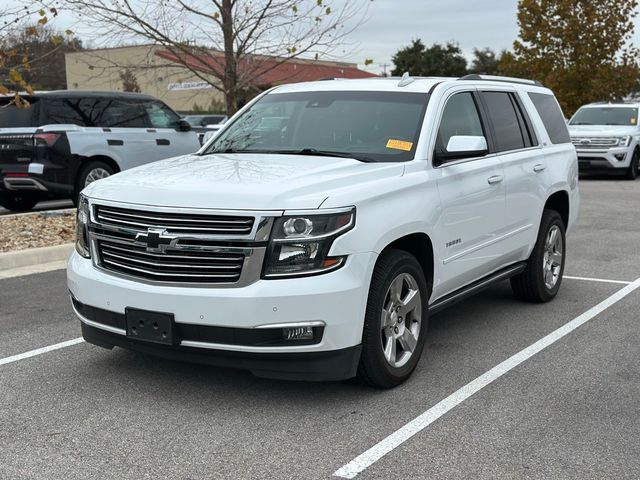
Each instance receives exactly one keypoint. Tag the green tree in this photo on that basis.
(580, 49)
(486, 61)
(437, 60)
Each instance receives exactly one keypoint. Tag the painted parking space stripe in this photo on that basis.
(602, 280)
(397, 438)
(40, 351)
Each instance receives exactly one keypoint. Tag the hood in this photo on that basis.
(239, 181)
(602, 130)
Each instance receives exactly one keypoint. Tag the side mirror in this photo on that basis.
(183, 125)
(463, 146)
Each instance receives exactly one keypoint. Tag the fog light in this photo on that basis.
(298, 333)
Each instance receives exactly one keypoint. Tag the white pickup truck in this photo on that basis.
(316, 234)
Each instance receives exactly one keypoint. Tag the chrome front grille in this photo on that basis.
(174, 222)
(181, 247)
(585, 143)
(174, 266)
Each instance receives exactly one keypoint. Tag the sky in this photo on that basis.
(393, 24)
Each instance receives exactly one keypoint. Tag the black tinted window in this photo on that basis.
(502, 114)
(66, 110)
(124, 114)
(460, 117)
(161, 116)
(551, 116)
(12, 116)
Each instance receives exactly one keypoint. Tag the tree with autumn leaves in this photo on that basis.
(28, 47)
(580, 49)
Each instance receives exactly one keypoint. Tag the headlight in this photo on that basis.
(624, 141)
(82, 228)
(300, 244)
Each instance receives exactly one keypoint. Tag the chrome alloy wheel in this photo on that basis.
(552, 259)
(96, 174)
(401, 320)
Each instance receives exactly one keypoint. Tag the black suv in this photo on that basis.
(67, 139)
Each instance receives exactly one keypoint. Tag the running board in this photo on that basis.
(476, 287)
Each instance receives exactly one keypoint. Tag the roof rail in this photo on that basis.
(496, 78)
(406, 80)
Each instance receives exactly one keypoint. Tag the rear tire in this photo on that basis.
(90, 172)
(541, 279)
(19, 201)
(634, 167)
(396, 321)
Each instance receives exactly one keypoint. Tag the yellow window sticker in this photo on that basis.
(400, 145)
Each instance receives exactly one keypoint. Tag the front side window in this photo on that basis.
(606, 116)
(161, 116)
(503, 117)
(460, 117)
(552, 118)
(367, 126)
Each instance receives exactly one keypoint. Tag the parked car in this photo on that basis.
(607, 138)
(316, 234)
(203, 125)
(68, 139)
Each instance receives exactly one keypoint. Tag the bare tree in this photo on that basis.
(230, 44)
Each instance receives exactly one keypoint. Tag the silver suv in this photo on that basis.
(606, 137)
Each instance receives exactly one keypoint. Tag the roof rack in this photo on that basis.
(495, 78)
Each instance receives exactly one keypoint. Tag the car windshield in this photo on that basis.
(366, 126)
(606, 116)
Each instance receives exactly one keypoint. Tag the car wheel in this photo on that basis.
(634, 167)
(92, 171)
(396, 321)
(19, 201)
(541, 279)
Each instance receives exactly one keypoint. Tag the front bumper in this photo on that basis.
(337, 300)
(328, 366)
(610, 160)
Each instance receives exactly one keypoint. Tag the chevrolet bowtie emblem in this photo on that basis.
(156, 240)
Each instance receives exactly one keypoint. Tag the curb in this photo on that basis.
(35, 256)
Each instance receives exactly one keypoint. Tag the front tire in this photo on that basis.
(634, 167)
(92, 171)
(19, 201)
(541, 279)
(396, 321)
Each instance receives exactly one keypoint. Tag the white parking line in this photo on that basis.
(603, 280)
(40, 351)
(397, 438)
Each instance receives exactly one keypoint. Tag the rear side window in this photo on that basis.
(161, 116)
(14, 117)
(124, 114)
(551, 116)
(505, 121)
(66, 110)
(460, 117)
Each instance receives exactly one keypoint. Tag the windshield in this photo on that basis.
(606, 116)
(367, 126)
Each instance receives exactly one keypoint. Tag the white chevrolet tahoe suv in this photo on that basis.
(607, 138)
(316, 234)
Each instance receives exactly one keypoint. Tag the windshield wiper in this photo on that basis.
(323, 153)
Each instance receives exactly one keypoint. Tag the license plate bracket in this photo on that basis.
(150, 326)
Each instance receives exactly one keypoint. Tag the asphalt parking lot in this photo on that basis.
(569, 411)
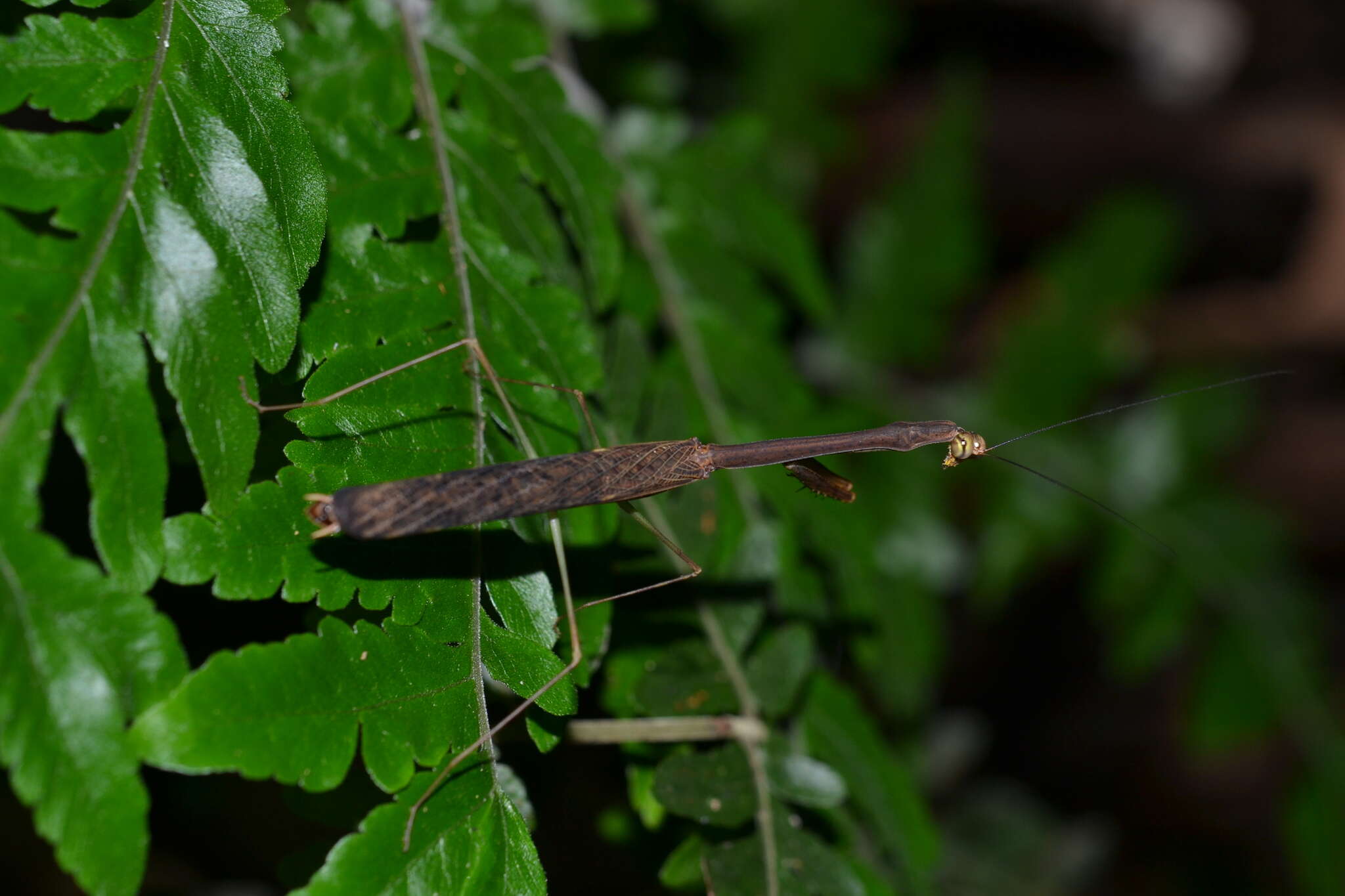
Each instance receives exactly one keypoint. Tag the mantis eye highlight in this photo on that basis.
(962, 446)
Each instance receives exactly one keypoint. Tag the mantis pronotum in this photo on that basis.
(615, 475)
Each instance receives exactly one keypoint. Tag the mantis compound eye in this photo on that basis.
(962, 446)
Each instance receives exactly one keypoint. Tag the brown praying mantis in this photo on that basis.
(617, 475)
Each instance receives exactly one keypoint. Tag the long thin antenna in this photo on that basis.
(1147, 400)
(1098, 504)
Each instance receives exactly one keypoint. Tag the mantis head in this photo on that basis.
(962, 446)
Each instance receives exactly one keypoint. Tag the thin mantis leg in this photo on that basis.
(576, 649)
(693, 567)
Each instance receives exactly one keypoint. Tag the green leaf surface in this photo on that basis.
(523, 667)
(779, 666)
(78, 657)
(715, 788)
(468, 839)
(805, 865)
(684, 680)
(294, 711)
(682, 868)
(194, 222)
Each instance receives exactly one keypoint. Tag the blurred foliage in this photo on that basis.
(252, 191)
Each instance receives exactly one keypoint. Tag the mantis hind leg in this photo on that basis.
(576, 648)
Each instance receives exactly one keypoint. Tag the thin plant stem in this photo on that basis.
(749, 708)
(109, 232)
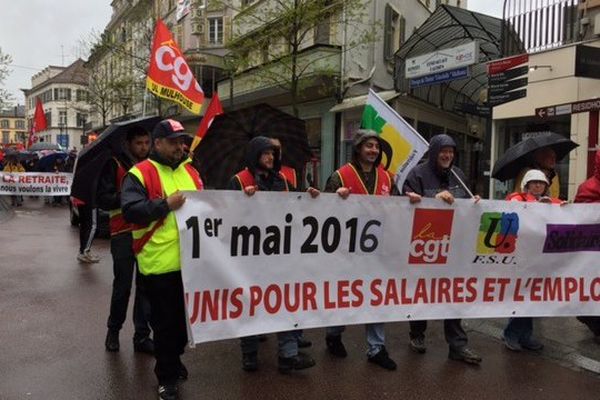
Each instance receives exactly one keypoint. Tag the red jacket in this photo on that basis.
(589, 191)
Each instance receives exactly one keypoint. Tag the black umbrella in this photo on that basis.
(520, 155)
(220, 155)
(91, 159)
(39, 146)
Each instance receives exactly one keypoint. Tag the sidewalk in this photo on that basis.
(566, 340)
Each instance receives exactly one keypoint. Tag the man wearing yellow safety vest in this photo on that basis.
(136, 149)
(151, 192)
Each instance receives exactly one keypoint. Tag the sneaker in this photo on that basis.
(511, 344)
(335, 346)
(418, 345)
(465, 354)
(112, 341)
(250, 361)
(144, 345)
(532, 344)
(301, 361)
(183, 374)
(383, 359)
(168, 392)
(91, 256)
(303, 343)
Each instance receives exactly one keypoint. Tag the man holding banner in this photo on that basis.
(363, 175)
(150, 194)
(439, 178)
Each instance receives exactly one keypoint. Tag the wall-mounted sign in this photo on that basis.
(442, 60)
(440, 77)
(587, 62)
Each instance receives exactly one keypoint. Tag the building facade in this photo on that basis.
(13, 125)
(64, 95)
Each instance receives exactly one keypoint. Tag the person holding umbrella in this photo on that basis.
(518, 333)
(262, 173)
(150, 194)
(440, 179)
(137, 147)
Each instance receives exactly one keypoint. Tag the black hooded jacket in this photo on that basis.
(427, 179)
(270, 181)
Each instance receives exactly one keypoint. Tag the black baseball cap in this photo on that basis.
(169, 129)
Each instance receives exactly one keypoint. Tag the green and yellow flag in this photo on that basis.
(402, 146)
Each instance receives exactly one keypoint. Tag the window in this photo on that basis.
(394, 33)
(81, 119)
(215, 30)
(62, 118)
(62, 94)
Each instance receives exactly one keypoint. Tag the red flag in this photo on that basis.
(39, 123)
(169, 75)
(214, 108)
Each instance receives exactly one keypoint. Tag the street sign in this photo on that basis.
(508, 74)
(442, 60)
(447, 76)
(498, 66)
(501, 87)
(568, 108)
(498, 99)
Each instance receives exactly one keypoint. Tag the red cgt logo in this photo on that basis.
(430, 242)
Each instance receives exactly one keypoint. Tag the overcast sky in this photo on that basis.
(38, 33)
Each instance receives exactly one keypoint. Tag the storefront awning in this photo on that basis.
(360, 101)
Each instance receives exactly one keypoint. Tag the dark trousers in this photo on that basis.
(593, 323)
(88, 220)
(456, 337)
(167, 320)
(124, 266)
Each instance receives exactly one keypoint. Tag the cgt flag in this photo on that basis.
(169, 75)
(214, 108)
(39, 123)
(402, 145)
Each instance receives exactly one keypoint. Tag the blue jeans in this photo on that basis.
(287, 342)
(519, 329)
(375, 336)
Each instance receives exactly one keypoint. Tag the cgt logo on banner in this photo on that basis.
(497, 238)
(430, 239)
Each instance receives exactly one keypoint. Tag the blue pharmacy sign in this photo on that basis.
(446, 76)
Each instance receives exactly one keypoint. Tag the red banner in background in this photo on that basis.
(169, 75)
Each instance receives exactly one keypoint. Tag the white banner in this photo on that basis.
(281, 261)
(35, 183)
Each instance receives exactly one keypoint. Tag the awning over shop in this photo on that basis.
(449, 27)
(360, 101)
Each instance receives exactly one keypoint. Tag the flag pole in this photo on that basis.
(460, 181)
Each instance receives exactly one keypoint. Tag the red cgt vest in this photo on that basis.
(245, 178)
(351, 179)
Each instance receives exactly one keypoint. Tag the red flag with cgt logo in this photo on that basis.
(169, 75)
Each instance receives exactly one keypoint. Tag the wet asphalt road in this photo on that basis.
(53, 312)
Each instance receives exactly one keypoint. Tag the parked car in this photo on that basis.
(103, 228)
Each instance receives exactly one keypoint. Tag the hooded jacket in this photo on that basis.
(589, 191)
(271, 181)
(427, 179)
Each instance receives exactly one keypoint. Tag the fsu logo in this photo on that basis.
(430, 241)
(497, 238)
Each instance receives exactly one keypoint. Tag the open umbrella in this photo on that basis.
(520, 155)
(39, 146)
(91, 159)
(220, 155)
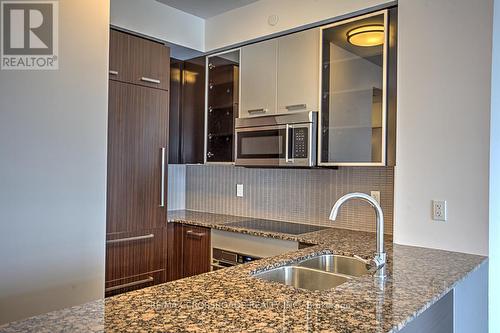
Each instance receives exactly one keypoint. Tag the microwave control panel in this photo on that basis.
(300, 142)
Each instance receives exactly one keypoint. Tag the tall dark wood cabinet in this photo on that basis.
(222, 109)
(136, 241)
(187, 111)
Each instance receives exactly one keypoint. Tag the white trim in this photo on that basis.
(384, 91)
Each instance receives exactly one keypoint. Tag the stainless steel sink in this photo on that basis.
(303, 277)
(336, 264)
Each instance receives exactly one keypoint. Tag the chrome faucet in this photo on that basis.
(378, 262)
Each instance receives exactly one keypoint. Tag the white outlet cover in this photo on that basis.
(239, 190)
(439, 210)
(375, 195)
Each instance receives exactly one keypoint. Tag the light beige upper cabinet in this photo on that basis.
(259, 79)
(298, 71)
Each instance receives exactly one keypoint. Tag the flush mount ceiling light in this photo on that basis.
(365, 36)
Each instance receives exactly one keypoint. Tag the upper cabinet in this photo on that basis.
(138, 61)
(222, 105)
(280, 75)
(298, 71)
(356, 113)
(259, 78)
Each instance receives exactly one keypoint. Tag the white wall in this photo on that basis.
(494, 231)
(53, 128)
(443, 111)
(443, 123)
(250, 22)
(155, 19)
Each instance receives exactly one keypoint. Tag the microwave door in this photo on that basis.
(262, 146)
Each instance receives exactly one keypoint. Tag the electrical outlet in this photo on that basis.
(375, 195)
(439, 211)
(239, 190)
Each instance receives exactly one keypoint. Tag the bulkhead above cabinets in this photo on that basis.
(345, 71)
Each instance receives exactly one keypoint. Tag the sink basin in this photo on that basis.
(336, 264)
(303, 277)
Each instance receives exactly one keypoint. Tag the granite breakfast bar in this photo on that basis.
(231, 300)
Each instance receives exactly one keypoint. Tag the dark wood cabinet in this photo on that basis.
(139, 61)
(188, 251)
(137, 125)
(222, 108)
(136, 226)
(135, 260)
(150, 63)
(187, 111)
(195, 250)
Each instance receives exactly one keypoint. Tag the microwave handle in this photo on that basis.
(287, 142)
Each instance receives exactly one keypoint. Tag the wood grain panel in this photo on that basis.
(138, 125)
(195, 250)
(174, 252)
(150, 60)
(135, 257)
(134, 283)
(133, 261)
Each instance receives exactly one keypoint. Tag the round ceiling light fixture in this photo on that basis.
(366, 36)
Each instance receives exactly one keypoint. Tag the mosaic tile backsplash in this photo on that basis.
(295, 195)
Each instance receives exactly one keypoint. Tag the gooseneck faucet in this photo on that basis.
(380, 256)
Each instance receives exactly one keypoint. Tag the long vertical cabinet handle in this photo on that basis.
(162, 187)
(287, 142)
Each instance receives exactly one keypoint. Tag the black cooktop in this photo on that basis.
(276, 226)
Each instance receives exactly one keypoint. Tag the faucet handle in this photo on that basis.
(366, 261)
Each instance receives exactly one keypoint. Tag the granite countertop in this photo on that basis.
(231, 300)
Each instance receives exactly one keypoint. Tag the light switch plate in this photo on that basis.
(439, 210)
(375, 195)
(239, 190)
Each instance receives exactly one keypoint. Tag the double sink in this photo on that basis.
(317, 273)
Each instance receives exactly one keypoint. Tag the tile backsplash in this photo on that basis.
(295, 195)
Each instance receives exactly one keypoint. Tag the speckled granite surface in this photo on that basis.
(230, 300)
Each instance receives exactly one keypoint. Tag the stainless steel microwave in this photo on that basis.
(283, 140)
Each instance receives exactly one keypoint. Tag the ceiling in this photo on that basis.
(338, 36)
(206, 8)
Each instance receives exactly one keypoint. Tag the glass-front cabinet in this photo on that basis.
(222, 105)
(356, 115)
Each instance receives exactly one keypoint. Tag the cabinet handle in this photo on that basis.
(191, 233)
(296, 107)
(287, 142)
(262, 110)
(147, 79)
(162, 185)
(129, 239)
(130, 284)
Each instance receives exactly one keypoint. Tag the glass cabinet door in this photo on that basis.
(222, 105)
(353, 91)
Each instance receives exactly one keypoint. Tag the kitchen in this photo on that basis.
(269, 125)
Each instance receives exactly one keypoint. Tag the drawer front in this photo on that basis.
(132, 254)
(148, 279)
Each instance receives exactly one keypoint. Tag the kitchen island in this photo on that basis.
(232, 300)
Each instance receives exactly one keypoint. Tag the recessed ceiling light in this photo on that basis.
(365, 36)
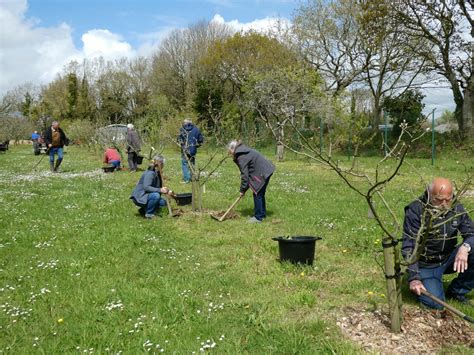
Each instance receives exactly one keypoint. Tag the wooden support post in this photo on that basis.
(394, 295)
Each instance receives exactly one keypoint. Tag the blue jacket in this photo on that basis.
(254, 168)
(190, 138)
(440, 242)
(150, 181)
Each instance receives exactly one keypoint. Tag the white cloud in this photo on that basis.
(32, 53)
(259, 25)
(103, 43)
(29, 52)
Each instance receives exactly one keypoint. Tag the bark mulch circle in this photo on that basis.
(231, 215)
(423, 331)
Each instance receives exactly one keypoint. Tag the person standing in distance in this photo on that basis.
(55, 140)
(133, 147)
(189, 138)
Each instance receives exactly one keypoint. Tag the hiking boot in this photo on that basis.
(459, 298)
(56, 166)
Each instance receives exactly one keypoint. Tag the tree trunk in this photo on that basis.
(392, 275)
(468, 108)
(280, 147)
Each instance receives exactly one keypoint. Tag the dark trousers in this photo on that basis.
(432, 280)
(132, 161)
(259, 205)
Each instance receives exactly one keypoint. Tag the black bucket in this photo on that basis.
(297, 249)
(108, 169)
(184, 199)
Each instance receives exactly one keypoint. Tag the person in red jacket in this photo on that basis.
(112, 157)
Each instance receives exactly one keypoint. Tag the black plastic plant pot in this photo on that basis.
(184, 199)
(109, 169)
(297, 249)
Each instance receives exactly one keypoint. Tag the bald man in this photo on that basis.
(440, 253)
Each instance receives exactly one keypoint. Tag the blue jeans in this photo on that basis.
(154, 201)
(115, 163)
(58, 151)
(432, 280)
(259, 205)
(185, 167)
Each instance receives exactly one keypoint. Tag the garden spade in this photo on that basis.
(40, 160)
(448, 307)
(221, 218)
(168, 203)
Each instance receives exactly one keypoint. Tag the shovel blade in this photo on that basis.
(216, 218)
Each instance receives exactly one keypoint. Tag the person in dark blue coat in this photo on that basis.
(434, 251)
(255, 173)
(55, 140)
(147, 194)
(189, 138)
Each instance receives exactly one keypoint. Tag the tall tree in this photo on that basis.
(231, 63)
(175, 66)
(446, 24)
(329, 39)
(406, 107)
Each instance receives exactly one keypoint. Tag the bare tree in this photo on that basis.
(284, 98)
(445, 24)
(176, 63)
(329, 39)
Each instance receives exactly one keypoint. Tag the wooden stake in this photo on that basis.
(394, 295)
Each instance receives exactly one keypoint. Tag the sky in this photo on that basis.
(39, 37)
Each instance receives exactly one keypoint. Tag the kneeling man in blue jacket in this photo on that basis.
(430, 230)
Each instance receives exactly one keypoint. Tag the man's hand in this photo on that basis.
(416, 286)
(460, 262)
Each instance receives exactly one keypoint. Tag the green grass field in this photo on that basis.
(81, 271)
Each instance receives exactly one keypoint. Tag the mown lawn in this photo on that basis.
(81, 271)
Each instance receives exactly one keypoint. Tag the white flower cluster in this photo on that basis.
(291, 188)
(138, 324)
(45, 244)
(15, 312)
(34, 296)
(148, 345)
(49, 265)
(114, 305)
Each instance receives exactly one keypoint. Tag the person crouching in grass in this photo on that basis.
(112, 157)
(147, 194)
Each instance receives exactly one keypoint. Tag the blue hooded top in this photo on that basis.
(190, 138)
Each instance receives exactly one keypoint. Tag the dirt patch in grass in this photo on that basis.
(469, 193)
(230, 215)
(177, 212)
(423, 331)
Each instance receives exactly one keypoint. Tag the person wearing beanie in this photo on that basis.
(147, 193)
(133, 147)
(189, 138)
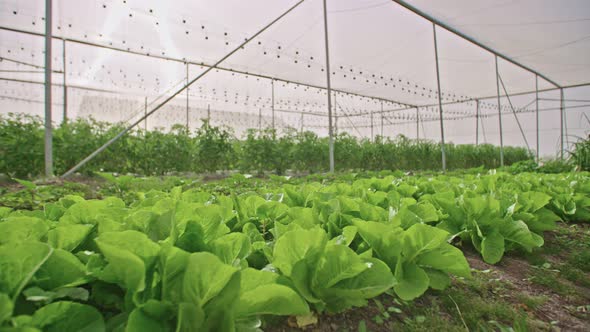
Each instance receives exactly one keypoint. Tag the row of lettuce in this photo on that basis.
(213, 148)
(189, 260)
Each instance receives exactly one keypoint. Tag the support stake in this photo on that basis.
(329, 88)
(417, 124)
(537, 111)
(187, 128)
(561, 121)
(272, 86)
(65, 87)
(382, 119)
(499, 114)
(514, 113)
(476, 122)
(48, 120)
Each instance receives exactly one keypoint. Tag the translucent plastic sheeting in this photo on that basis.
(552, 37)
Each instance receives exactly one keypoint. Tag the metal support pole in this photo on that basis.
(514, 113)
(187, 128)
(329, 87)
(537, 112)
(566, 138)
(65, 87)
(301, 122)
(335, 116)
(179, 91)
(48, 124)
(442, 127)
(561, 121)
(372, 136)
(145, 114)
(417, 124)
(499, 114)
(476, 122)
(272, 85)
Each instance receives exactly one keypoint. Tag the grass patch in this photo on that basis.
(532, 301)
(548, 279)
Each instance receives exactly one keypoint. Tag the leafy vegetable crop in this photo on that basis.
(192, 260)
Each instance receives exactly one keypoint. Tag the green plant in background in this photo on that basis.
(214, 149)
(21, 145)
(580, 156)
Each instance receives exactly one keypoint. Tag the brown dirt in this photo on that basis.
(557, 308)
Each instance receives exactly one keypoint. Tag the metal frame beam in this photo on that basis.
(442, 127)
(499, 113)
(329, 87)
(470, 39)
(160, 105)
(48, 73)
(514, 113)
(161, 57)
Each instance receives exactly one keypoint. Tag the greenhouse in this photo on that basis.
(300, 165)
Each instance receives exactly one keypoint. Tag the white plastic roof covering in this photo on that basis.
(381, 54)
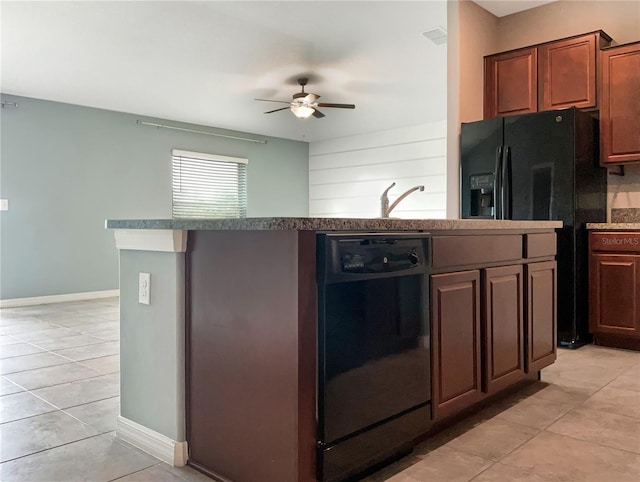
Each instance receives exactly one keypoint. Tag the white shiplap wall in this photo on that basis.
(348, 175)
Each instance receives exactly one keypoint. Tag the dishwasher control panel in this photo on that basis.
(373, 254)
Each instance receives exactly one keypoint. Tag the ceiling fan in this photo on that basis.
(304, 104)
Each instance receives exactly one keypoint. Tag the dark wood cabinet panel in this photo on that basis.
(503, 327)
(455, 331)
(541, 315)
(511, 81)
(553, 75)
(615, 294)
(620, 104)
(567, 73)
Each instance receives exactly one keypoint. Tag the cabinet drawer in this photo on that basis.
(624, 241)
(470, 250)
(539, 244)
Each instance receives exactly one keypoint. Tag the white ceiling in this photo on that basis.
(205, 62)
(502, 8)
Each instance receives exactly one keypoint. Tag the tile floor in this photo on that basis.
(59, 399)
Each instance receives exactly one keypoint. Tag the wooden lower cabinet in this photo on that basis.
(503, 327)
(455, 331)
(615, 294)
(541, 317)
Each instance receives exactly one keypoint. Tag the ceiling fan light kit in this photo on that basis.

Exercise
Take the line with "drawer in this photo on that basis." and all lines after it through the end of the records, and write them out exactly; include nothing else.

Solution
Each instance receives exactly one keypoint. Tag the cabinet drawer in this photo on that basis.
(624, 241)
(470, 250)
(539, 244)
Each instance receives exactly one keypoint. Tag the white ceiling in this photo on that basis.
(205, 62)
(502, 8)
Each instance receives exactly one keypoint. Tag the tile floor in this photo on that basis.
(59, 399)
Each instance receives exactly one keypoint. Tag the wooden lower cabinet in this photo on that basis.
(503, 327)
(455, 331)
(615, 294)
(541, 317)
Each instance receives exactly one keypoint. Tag the ceiling fan light kit in this photo on that basis.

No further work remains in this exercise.